— Begin —

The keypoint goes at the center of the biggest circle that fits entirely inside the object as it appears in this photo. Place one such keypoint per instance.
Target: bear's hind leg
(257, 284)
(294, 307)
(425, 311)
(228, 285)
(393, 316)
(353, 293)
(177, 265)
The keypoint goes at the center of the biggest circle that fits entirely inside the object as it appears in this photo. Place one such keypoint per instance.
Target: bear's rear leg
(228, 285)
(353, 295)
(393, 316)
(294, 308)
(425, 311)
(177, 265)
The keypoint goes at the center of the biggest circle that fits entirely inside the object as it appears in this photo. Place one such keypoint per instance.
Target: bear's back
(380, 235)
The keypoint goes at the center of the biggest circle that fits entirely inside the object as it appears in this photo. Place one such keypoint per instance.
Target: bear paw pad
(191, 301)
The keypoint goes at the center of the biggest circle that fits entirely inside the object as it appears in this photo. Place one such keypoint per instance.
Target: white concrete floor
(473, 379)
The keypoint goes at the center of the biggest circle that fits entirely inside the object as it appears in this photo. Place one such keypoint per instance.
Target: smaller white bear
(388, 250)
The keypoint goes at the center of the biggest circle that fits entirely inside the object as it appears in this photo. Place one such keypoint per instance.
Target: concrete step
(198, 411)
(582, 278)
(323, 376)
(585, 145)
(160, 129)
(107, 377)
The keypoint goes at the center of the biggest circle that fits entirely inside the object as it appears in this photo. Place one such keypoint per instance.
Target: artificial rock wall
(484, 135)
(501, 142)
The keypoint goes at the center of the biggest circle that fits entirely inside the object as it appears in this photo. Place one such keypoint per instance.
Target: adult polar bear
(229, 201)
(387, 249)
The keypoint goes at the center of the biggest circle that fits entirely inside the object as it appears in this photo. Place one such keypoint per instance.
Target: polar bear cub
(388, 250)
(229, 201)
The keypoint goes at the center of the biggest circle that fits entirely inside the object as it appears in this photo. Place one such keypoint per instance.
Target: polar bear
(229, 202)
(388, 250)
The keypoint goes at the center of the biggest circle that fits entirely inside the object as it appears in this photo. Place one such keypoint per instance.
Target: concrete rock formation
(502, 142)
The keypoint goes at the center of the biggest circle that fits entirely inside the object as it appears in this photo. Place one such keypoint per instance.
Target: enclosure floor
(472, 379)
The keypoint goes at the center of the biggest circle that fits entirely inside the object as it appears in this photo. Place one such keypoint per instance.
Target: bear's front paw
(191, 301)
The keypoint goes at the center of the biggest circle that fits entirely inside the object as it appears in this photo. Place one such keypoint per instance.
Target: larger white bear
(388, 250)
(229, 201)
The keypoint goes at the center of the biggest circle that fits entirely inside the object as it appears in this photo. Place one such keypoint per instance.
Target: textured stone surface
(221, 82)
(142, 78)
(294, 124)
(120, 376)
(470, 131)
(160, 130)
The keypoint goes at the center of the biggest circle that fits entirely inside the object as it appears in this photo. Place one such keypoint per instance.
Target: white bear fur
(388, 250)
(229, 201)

— End —

» **What you have to do**
What is needed here is an exact reproduction of all the entries.

» **Answer**
The keypoint goes at the center of the biggest circle that fits entirely inside the object as it appears in this photo. Place one such keypoint per instance.
Target: bear's hind leg
(257, 284)
(294, 307)
(425, 311)
(228, 285)
(393, 316)
(353, 293)
(177, 265)
The keypoint goes at the center of the biggest circle that fits entirely inside the object as it appears in this photo. Place one such keypoint per instance.
Target: bear's rear leg
(228, 285)
(353, 295)
(393, 316)
(294, 308)
(425, 311)
(177, 265)
The keypoint goes at the center of the biggest circle that fits entirely inside the object as it appears in this photo. Place one such keypoint per instance.
Target: bear's back
(380, 235)
The keypoint goes at the center of the biggest circle that fits entirely inside the object as it appears in this photo. Place one such keypoint per instance.
Target: bear paw pad
(191, 301)
The keypoint goes at the center of the biggest circle that fits entirely inside the object as it appears in this photo. Place one such keypoint per instance.
Target: white concrete floor
(473, 379)
The keypoint goes at the center of the biggest circle that fits entirely inside the object as it appears in this photo. Place one such keypoint per instance.
Target: smaller white bear
(388, 250)
The keypoint goes at the center of the biggest circle that fits entirely inside the object as it appears in this photo. Place one such keypoint per instance.
Target: concrete step
(198, 411)
(582, 278)
(323, 376)
(585, 145)
(160, 129)
(107, 377)
The keypoint goes at the center of the biggest circle that fits entirely inside the object as it appears in this photo. Place one such keypoint per instance.
Target: artificial rock wall
(484, 135)
(501, 142)
The keypoint goes at the center of the biggest circle that fits entirely inside the object as it appears in this photo. Place one such keypoint per instance.
Target: adult polar bear
(229, 201)
(387, 249)
The keypoint goes at the center of the biggest circle that fits entirely inside the object as it appears in this photo. Place one such keypoint per instance.
Target: polar bear cub
(388, 250)
(229, 201)
The keypoint goes at the center of the biggest circle that fits entirely inside the object as it appears in this photo. Place one such keypoint per instance.
Target: polar bear
(229, 202)
(388, 250)
The keypoint goes at the center of the biggest circle that fits entirely inside the object as it appears in this photo. Place one such keypoint per instance.
Target: concrete rock formation
(502, 142)
The keypoint goes at the center of the biggest circle that fits entirely inside the object as it appears in this photo. Place one such keypoint per instance.
Target: enclosure floor
(472, 379)
The keypoint goes at the center of the biggest circle that fits entirely inside the object as it appears in this photo. Place one such keypoint per instance.
Target: bear's front paw
(191, 301)
The keypoint goes at the center of the biggest circle that fits entirely inside the object as it appears in this photo. Place one such keypoint per instance.
Target: larger white bear
(388, 250)
(229, 201)
The keypoint goes at the center of the biggest circle that fits entirely inside the object as it appears in this photo. Place one such keypoint per instance.
Target: textured stone surface
(221, 82)
(142, 78)
(294, 124)
(120, 376)
(470, 131)
(160, 130)
The keypoint goes at the center of the biggest circle that fits entirely inside the object as it appears in this photo. Place one such keypoint per instance.
Target: white bear fur
(388, 250)
(229, 201)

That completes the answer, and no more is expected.